▼
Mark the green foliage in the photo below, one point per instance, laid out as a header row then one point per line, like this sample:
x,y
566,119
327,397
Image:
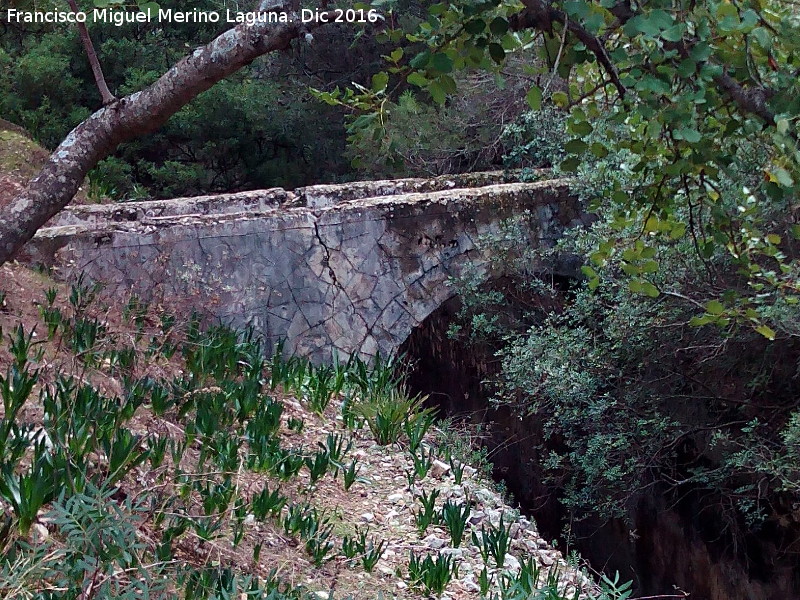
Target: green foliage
▲
**Instructions to follow**
Using the records above, state how many lines contain "foliage"; a single number is the whole answer.

**Answer to the exercise**
2